[Start of Excerpt to read]

Some of the comments from this executive include an explanation that the relationship between a performer and some unknown, unspecified audience member(s) is about the necessity for a “connection.” How that so-called connection can be identified – what it sounds like, what it feels like and what it might look like, is left unsaid. Plus, how, specifically, this connection is to be developed is also left unaddressed.

Then, the programmer admonishes the talent base to identify and establish “touch points” with the audience. Again, what constitutes a “touch point” for what audience member, under what circumstances, and in what context, is again, left unexplained. The strategy for developing such “touch points” – after and if they have been identified – is left up to anyone who might want to approach the matter.

I have to assume that one of the methods is to exhaust the talent by running them all over town, pressin’ the flesh, kissin’ babies, and participating as a celebrity judge during local bake-off competitions. Yeah. That might just do the trick. The personal touch.

Not to load on to any one pundit in particular, I am reading another, supposedly, professional broadcaster who is recommending the on-air talent also become a source of advice to callers-in. Now, this is stretching the threshold where we’re getting crazy. Why programmers continue to insist that talent and audience members must be personally bonded – one to another, one-at-a-time – I am finding to be quite disturbing.

Again, the whole point of the exercise is not only being glossed over, it is being ignored entirely. And that point is: radio requires talent that is proficient at any number of communication skills. There is a tragic irony in all this, as well. Programmers just can’t seem to come to grips with the fact that the very best way to “connect” with any audience is to present them with superior on-air performers. It is totally unnecessary that audience members “pal up” with the presenters outside of the on-air process, and certainly not as some distorted fantasy.

[End of Excerpt to read]
[Start of Dataset entries]

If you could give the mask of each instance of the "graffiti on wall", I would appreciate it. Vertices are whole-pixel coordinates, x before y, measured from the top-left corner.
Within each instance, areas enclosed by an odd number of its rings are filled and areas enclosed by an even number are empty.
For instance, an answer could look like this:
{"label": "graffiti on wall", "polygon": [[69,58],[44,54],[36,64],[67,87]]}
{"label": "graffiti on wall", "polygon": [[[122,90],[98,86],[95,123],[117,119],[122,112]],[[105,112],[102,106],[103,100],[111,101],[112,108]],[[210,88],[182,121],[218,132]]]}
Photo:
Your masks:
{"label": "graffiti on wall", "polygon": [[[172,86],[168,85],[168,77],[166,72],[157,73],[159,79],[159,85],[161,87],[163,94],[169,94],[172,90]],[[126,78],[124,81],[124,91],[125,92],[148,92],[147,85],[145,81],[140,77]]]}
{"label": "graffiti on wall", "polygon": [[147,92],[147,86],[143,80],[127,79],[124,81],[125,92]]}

[End of Dataset entries]
[Start of Dataset entries]

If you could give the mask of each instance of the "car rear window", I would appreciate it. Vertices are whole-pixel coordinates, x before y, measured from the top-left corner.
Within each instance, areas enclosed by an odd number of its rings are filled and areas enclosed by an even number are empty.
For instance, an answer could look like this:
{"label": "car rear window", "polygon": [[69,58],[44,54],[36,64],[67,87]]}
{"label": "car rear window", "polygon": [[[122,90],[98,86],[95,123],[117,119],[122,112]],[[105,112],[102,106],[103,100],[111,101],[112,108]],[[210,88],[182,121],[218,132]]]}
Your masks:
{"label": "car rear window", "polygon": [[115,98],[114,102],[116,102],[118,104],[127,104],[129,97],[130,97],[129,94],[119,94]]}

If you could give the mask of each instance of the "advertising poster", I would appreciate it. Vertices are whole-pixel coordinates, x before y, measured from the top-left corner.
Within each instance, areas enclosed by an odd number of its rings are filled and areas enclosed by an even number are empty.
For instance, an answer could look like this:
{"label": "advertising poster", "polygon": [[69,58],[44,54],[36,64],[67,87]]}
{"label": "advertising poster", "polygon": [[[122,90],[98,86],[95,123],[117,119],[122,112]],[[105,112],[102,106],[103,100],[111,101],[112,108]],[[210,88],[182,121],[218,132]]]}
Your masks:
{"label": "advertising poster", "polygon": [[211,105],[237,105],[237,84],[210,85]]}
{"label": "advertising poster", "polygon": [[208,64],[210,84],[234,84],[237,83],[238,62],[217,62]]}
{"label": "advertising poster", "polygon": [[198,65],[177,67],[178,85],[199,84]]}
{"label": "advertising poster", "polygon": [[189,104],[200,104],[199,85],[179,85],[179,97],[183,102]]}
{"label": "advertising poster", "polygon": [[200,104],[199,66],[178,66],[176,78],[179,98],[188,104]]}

[End of Dataset entries]

Set exercise =
In the text on radio programming advice, why does the writer find the executive's call for a "connection" with the audience lacking? Answer in one to three sentences.

Complete response =
The executive never says how that connection can be identified: what it sounds like, feels like or might look like. The executive also never explains how the connection is supposed to be developed.